* _Aim of the task_: Quote the following data verbatim, omitting the pictures from your answer.

(Data on object locations)
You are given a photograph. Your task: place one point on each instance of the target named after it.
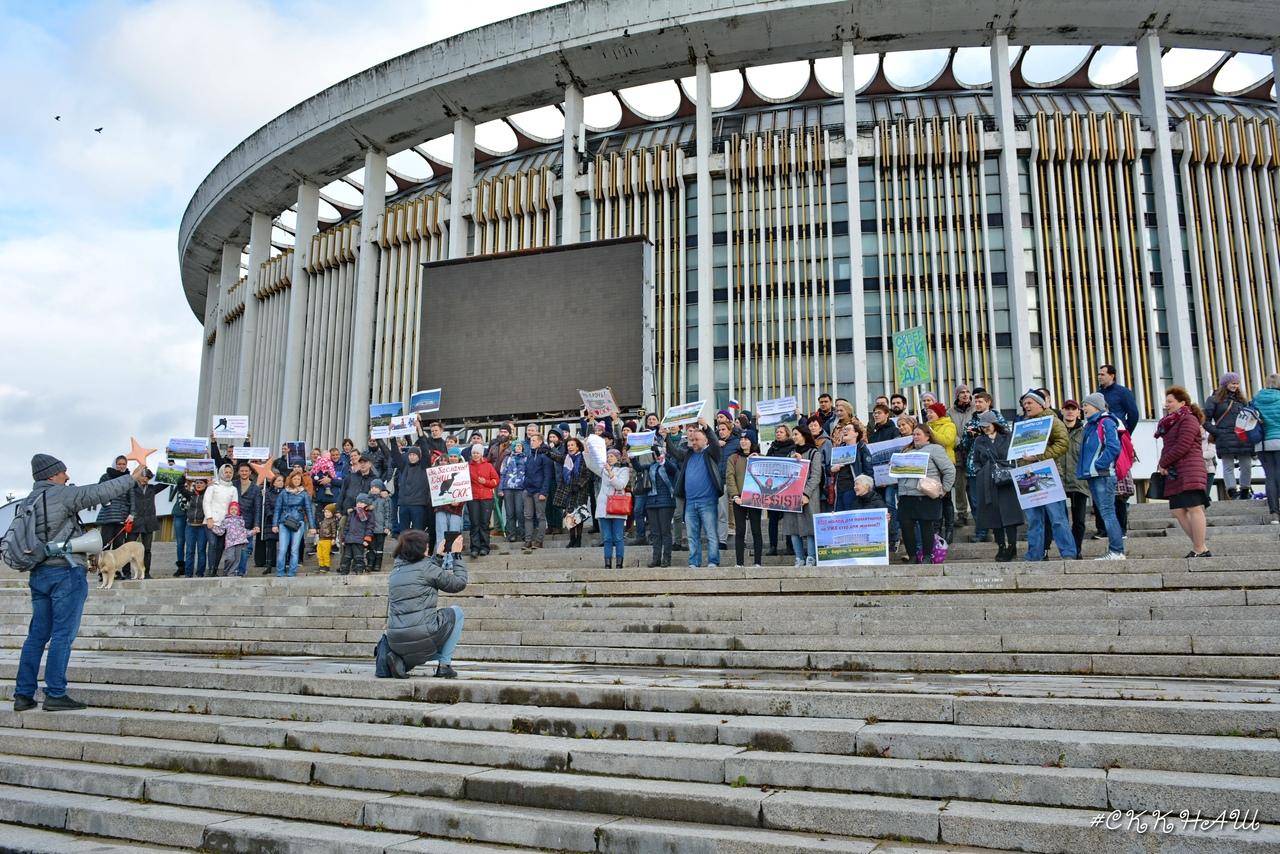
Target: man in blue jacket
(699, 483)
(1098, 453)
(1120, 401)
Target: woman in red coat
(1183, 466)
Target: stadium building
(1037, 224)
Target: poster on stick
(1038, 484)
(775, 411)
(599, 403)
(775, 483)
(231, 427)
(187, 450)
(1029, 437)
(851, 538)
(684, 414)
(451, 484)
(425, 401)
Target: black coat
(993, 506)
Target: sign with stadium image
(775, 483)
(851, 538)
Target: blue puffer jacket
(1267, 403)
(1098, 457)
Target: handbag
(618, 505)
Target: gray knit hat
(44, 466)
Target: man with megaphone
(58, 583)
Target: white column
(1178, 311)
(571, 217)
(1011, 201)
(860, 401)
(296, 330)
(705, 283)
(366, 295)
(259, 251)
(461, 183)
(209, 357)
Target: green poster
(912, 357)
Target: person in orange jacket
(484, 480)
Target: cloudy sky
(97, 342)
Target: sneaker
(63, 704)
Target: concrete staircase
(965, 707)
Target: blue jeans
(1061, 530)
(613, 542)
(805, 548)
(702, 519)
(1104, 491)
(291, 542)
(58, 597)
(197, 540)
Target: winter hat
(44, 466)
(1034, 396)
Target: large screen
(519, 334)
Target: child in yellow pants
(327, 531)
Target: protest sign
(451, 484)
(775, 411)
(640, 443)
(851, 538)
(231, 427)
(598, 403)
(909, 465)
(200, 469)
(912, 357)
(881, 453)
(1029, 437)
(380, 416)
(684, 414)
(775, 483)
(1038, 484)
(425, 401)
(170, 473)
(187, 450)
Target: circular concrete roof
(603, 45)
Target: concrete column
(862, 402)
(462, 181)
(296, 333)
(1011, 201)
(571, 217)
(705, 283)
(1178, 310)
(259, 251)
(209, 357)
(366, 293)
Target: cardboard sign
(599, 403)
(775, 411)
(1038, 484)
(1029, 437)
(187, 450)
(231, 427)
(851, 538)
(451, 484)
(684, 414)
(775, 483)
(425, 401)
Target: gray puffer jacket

* _Exercise output_:
You are given a photograph. Your task: place one point on each instance of the target named after it.
Target: man in blue jacket
(699, 483)
(1098, 453)
(1120, 401)
Target: woman in red coat
(1183, 466)
Target: stadium building
(1037, 224)
Target: poster on stick
(1038, 484)
(775, 411)
(599, 403)
(775, 483)
(231, 427)
(187, 450)
(1029, 437)
(851, 538)
(684, 414)
(451, 484)
(425, 401)
Target: black coat
(993, 506)
Target: sign with stadium image
(775, 483)
(851, 538)
Target: blue puffer jacket
(1267, 403)
(1098, 457)
Target: handbag
(618, 505)
Target: gray knit hat
(44, 466)
Target: man with megaphone
(58, 583)
Target: white column
(1178, 311)
(571, 217)
(1011, 201)
(860, 401)
(296, 330)
(705, 283)
(366, 295)
(259, 251)
(461, 183)
(209, 357)
Target: green poster
(912, 357)
Target: person in orange jacket
(484, 480)
Target: cloudy sky
(97, 342)
Target: sneaker
(63, 704)
Target: concrete staircase
(965, 707)
Target: blue jeans
(1061, 530)
(613, 542)
(805, 548)
(702, 519)
(1104, 491)
(291, 542)
(58, 597)
(197, 540)
Target: winter hat
(44, 466)
(1034, 396)
Target: large screen
(519, 334)
Target: child in yellow pants
(327, 531)
Target: protest sign
(451, 484)
(775, 411)
(640, 443)
(851, 538)
(231, 427)
(598, 403)
(909, 465)
(200, 469)
(912, 357)
(881, 453)
(1029, 437)
(380, 416)
(684, 414)
(775, 483)
(1038, 484)
(425, 401)
(170, 473)
(187, 450)
Target: circular concrete roof
(603, 45)
Target: concrete column
(862, 402)
(462, 181)
(296, 333)
(1011, 201)
(571, 217)
(705, 283)
(1178, 310)
(259, 251)
(209, 357)
(366, 293)
Target: cardboard sign
(599, 403)
(775, 411)
(1038, 484)
(1029, 437)
(187, 450)
(231, 427)
(851, 538)
(451, 484)
(684, 414)
(775, 483)
(425, 401)
Target: gray puffer jacket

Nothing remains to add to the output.